___ Dataset ___
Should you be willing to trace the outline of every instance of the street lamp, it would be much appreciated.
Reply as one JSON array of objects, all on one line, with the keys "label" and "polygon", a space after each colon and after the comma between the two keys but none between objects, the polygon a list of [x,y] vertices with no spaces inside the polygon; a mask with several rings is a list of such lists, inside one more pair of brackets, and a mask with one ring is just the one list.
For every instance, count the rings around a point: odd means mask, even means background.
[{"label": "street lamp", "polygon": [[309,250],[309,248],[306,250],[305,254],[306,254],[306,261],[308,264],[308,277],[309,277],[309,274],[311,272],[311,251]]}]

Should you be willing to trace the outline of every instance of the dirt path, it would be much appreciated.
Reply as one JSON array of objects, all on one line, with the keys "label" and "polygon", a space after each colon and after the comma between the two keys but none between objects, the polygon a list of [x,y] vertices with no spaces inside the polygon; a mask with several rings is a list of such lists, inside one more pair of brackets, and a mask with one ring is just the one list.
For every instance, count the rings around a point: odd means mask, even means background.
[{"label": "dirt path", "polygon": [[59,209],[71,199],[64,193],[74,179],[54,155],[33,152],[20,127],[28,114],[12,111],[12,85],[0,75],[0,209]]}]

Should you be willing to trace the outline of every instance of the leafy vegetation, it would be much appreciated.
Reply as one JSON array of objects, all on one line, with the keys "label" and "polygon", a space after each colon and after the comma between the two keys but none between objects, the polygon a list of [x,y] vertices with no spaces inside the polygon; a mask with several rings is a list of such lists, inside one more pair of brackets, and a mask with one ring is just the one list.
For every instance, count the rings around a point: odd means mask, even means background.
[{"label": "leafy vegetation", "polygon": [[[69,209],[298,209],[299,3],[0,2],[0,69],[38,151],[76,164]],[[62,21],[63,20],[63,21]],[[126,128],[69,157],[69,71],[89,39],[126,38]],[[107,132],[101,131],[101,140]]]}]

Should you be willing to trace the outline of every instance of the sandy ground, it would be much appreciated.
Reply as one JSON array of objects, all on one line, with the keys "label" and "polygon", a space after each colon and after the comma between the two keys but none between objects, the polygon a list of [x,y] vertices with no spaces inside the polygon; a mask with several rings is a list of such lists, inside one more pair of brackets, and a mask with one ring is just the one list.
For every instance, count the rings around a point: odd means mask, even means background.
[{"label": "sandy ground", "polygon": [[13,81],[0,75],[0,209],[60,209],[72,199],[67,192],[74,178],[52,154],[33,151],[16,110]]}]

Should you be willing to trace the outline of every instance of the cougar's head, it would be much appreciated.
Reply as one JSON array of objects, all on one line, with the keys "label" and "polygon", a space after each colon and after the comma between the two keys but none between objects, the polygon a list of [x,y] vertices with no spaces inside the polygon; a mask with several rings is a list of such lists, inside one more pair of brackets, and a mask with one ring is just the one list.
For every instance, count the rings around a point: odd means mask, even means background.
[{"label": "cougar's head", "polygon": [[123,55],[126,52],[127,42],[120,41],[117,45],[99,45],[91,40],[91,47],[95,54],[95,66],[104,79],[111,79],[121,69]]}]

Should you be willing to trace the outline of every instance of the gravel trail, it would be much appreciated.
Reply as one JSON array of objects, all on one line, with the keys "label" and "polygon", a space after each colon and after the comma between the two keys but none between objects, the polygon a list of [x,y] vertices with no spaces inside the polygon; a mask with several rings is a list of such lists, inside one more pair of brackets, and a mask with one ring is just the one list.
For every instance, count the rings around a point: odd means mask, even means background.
___
Using the entries above, give again exactly the lines from the line holding "path, it would be much appreciated." through the line holding "vegetation, it would be much appreciated.". Include both end lines and nothing else.

Should you be willing to trace the outline of every instance of the dirt path, it would be much appreciated.
Reply as one JSON array of objects, all on one line, with the keys "label" and "polygon", a space after each colon and after the comma between the two keys but none between objects, the polygon a list of [x,y] vertices with no spaces inside the polygon; a mask with several rings is a list of such lists, inside one more pair of brackets, and a mask with one ring is just the one list.
For every instance, count the rings around a point: odd means mask, even means background.
[{"label": "dirt path", "polygon": [[59,209],[71,199],[64,193],[74,179],[54,155],[33,152],[20,127],[28,114],[12,111],[12,85],[0,75],[0,209]]}]

Should you be willing to trace the outline of every instance of the leafy vegetation, it would be much appreciated.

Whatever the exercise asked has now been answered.